>> Start Selected passage

It’d be easy to mistake Stephanie Hucko for a resident of The Vue Charlotte.

After all, she frequently strides into the main lobby of the uptown luxury apartment tower and, upon greeting staffers cheerfully by their first names in her native Australian accent, is waved through by security as if she owns the place.

But the 45-year-old Charlotte mother of two doesn’t own the place. She doesn’t live there, or even work there. She just comes there, as she does multiple times per week, to run up and down its 50 flights of stairs. Over and over again.

Hucko is a personal trainer by trade, but her passion is stair racing, also known as tower running – also known as one of the easiest ways on earth to make your heart feel as if it’s going to burst out of your chest. And she’s good. Like, U.S. women’s national champion good.

>> End Selected passage
>> Start Extracted records

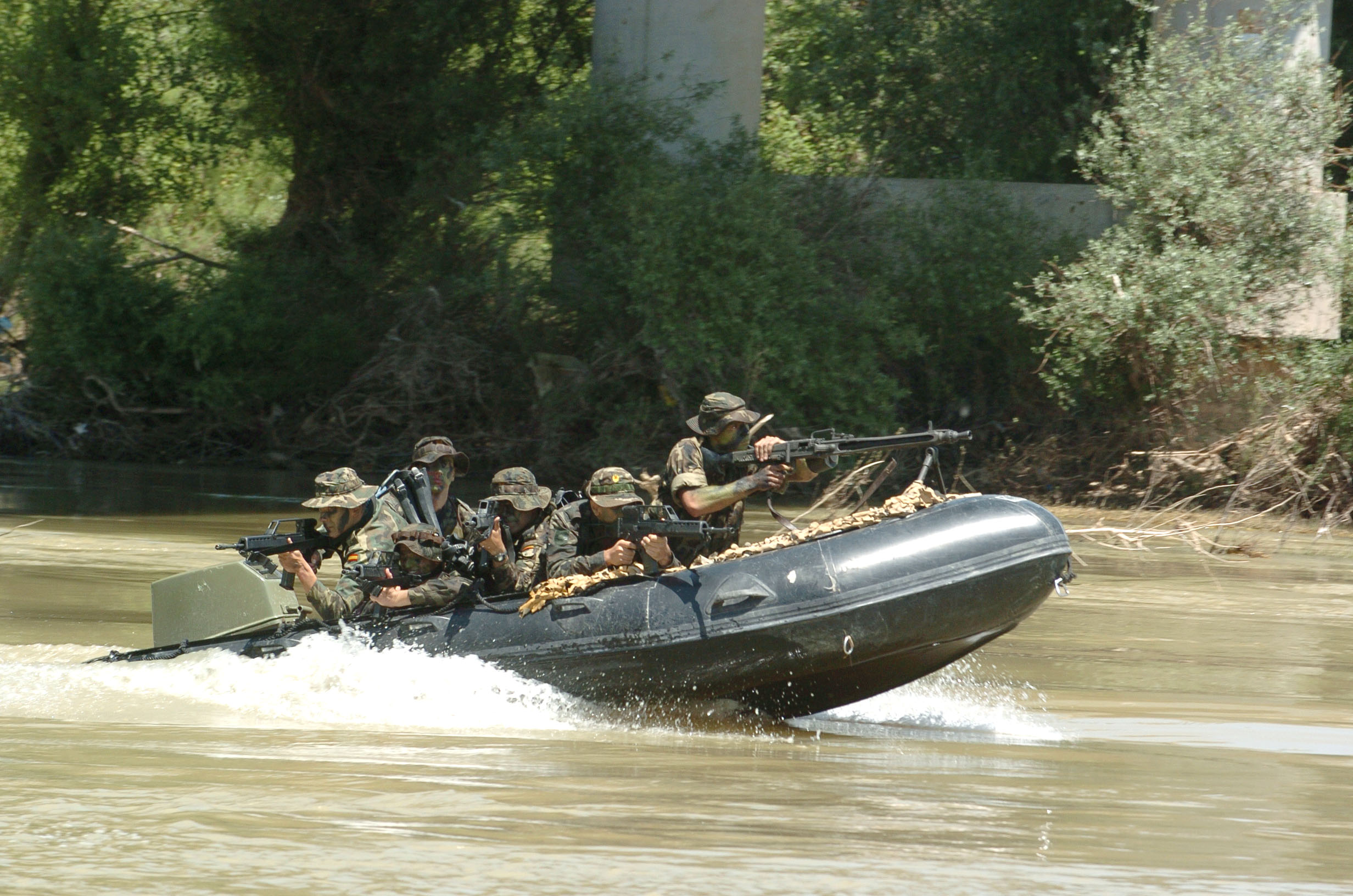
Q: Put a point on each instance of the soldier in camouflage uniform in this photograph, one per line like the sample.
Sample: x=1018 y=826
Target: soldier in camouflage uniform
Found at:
x=528 y=512
x=418 y=550
x=718 y=495
x=577 y=542
x=363 y=528
x=443 y=463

>> End Extracted records

> Your tasks:
A) What is Stephanie Hucko's trade, according to the passage about stair racing?
B) List everything the passage about stair racing says Hucko does not do in relation to The Vue Charlotte.
The records are separate material and have no connection to the passage about stair racing.

> List of solutions:
A) She is a personal trainer.

B) She does not own the place, live there, or work there.